··· Extract to read

UPDATE: Within 12 hours of posting this, I had a message in my Facebook inbox from…wait for it…Mike Daisey. I was frankly stunned that my little blog had ended up on his radar, and suspected mechanisms like Google Alerts and Reputation.com, until my boss told me that Mike had been Our Man On The Inside at Amazon for Atlas Games (the company I work for) for quite some time, and had even written content for our Unknown Armies roleplaying game line.
The message was very polite, and included a link to his blog for updates on what he’s been doing since to make reparations and keep his conscience clear. By all means, read it if you’d like to follow up the story–I’m all about getting my sources right. And I hope my original post adequately conveys my intention to mark Daisey’s work as instrumental in opening the public discussion about the labor conditions behind our favorite devices.
Daisey also mentioned a major article in WIRED Magazine about Foxconn that fails to cite a single worker, but hasn’t been held up to the same scrutiny as his work. All of which goes to show that the media still isn’t serious about talking to the subjects and victims of oppression, only about them.

······
··· Dataset content

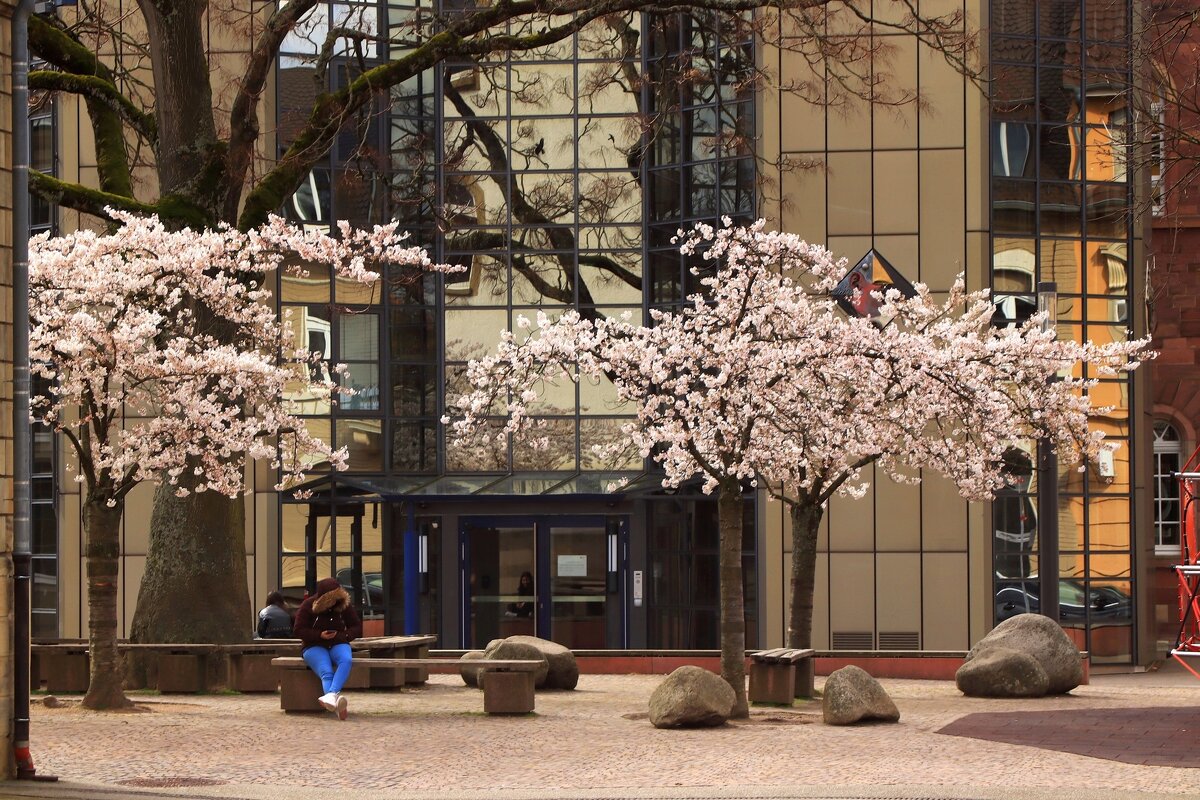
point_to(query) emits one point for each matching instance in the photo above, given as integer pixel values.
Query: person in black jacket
(327, 623)
(275, 619)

······

• Required action
In the update at the top of the page, rewrite the paragraph beginning "The message was very polite" as a short list that keeps its main facts.

• Result for this exercise
- Daisey's message was very polite.
- It linked to his blog, which has updates on what he has done since to make reparations and keep his conscience clear.
- Readers who want to follow up the story are encouraged to read it, since the writer cares about getting sources right.
- The writer hopes the original post made clear that Daisey's work was instrumental in opening public discussion of the labor conditions behind popular devices.